■ **DIRECTIONS**:
Return every record exactly as written.

■ **DATA TO EXAMINE**:
- - - -
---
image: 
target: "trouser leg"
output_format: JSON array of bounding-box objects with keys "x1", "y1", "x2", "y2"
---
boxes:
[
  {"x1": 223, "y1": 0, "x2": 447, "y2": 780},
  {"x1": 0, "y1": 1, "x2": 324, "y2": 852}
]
- - - -
■ **TASK RESPONSE**:
---
image: 
target: "trouser leg"
output_format: JSON array of bounding-box objects with keys "x1", "y1", "x2", "y2"
---
boxes:
[
  {"x1": 223, "y1": 0, "x2": 447, "y2": 780},
  {"x1": 0, "y1": 1, "x2": 324, "y2": 852}
]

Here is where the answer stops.